“We are what we repeatedly do. Excellence, then, is not an act, but a habit.”
We are a collection of our habits—the routine, repetitive, subconscious behaviors we perform on a daily basis. Some of these behaviors are positive, others less so. Habits allow us to perform tasks automatically, without the need for active decision making. Amidst a constantly changing clinical environment, cultivating consistent habits can improve our adherence to best practices and free cognitive effort toward more challenging diagnostic or therapeutic tasks.
Establishing habits requires practice and intentionality. First, identify those habits that are desirable in your personal and professional life. Next, find a method to develop the habit. Then, hold yourself accountable as you work to embed the habit. Simple? Not quite.
In “The Power of Habit,” author Charles Duhigg introduces habit loops as a way to successfully develop this practice.1 Habit loops—sequences comprising a cue, routine, and reward—are integral to developing routines that support professional and personal aspects of hospitalist life. Consider a hospitalist seeking to develop a prerounds routine to increase efficiency and limit missed patient information. First, the clinician should identify a cue to start the routine, such as sitting down to log in at a specific workstation. Second, a sequence of actions is “chunked” into a consistent order, such as a review of vital signs, clinical notes, and patient labs. After the routine is completed, the clinician should finish with a reward, such as a cup of coffee after rounds. Want to set up a habit for ensuring learning goals are set with trainees at the beginning of every block? Set a calendar reminder for this on the first day, standardize how you communicate goals, and reward yourself with a team lunch at the end of the rotation. What if it’s a busy first day on service? Doesn’t matter. As Clay Christensen notes in “How Will You Measure Your Life?,” making one commitment to a habit is easier than deciding whether or not to engage in the routine every time new circumstances arise.2 The intentionality that comes with this act ensures consistency in the practice.
As a busy hospitalist, establishing habits for personal and professional development requires cues and rewards. For example, do you want to cement a habit of reading the latest journal articles or carving out time each day to reflect on your work? Then cultivate the routine by creating a cue, such as a dashboard on a wall to visualize how many articles you’ve read this week or whether you’ve paused to reflect on your rotation. Reinforce the routine by creating a reward: a walk outside, time with family, or another activity you enjoy. Pair the same reward with the same routine to strengthen the habit loop.
A few additional tips for cultivating habits: it is useful to pair an existing reliable habit, or “anchor habit,” with a new one, such as a short meditation after brushing your teeth.3 Doing so reinforces behaviors in a positive way. You may use the same principles to lose unwanted habits (eg, checking e-mail excessively) by removing cues, such as turning off notifications or using airplane mode and rewarding yourself when you see the behavior through.
Habits are larger than behaviors; they can impact your personal and professional life in important ways. By actively creating habits that align with your long-term priorities, you can create a safety net if and when change arrives. Understanding the psychology of habits and employing cues and rewards effectively can lead hospitalists to create positive routines that improve their clinical practice and personal lives.
The author has no disclosures.
No funding sources supported this work.

◇ ◇ ◇ ◇ ◇

▶ _WORK REQUEST 1_
Quote the habits article word for word, starting at "We are a collection" and ending at "Simple? Not quite.".
▶ _WORK REQUEST 2_
Render this sentence from the habits article in Spanish: "Pair the same reward with the same routine to strengthen the habit loop."
The items that follow have no connection to the habits article.

◇ ◇ ◇ ◇ ◇

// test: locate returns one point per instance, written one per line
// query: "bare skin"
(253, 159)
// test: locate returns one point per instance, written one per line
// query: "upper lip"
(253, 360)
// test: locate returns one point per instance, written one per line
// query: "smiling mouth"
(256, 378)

◇ ◇ ◇ ◇ ◇

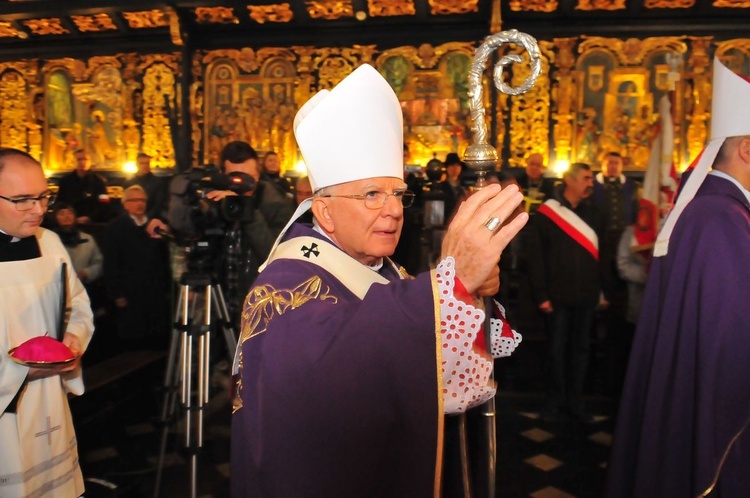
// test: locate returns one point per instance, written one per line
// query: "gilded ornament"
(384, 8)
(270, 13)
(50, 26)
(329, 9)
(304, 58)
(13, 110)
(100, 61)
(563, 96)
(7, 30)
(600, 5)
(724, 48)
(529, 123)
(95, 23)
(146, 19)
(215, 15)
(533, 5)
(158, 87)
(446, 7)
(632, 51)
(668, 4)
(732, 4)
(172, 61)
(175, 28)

◇ ◇ ◇ ◇ ◇

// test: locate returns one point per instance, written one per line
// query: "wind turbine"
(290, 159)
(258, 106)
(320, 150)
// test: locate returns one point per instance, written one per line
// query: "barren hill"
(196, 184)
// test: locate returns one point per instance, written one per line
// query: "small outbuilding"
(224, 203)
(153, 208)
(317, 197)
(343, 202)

◇ ◇ ◇ ◇ ◇

▶ _WORKED SOLUTION 1_
We are a collection of our habits—the routine, repetitive, subconscious behaviors we perform on a daily basis. Some of these behaviors are positive, others less so. Habits allow us to perform tasks automatically, without the need for active decision making. Amidst a constantly changing clinical environment, cultivating consistent habits can improve our adherence to best practices and free cognitive effort toward more challenging diagnostic or therapeutic tasks.
Establishing habits requires practice and intentionality. First, identify those habits that are desirable in your personal and professional life. Next, find a method to develop the habit. Then, hold yourself accountable as you work to embed the habit. Simple? Not quite.

▶ _WORKED SOLUTION 2_
Combine la misma recompensa con la misma rutina para reforzar el ciclo del hábito.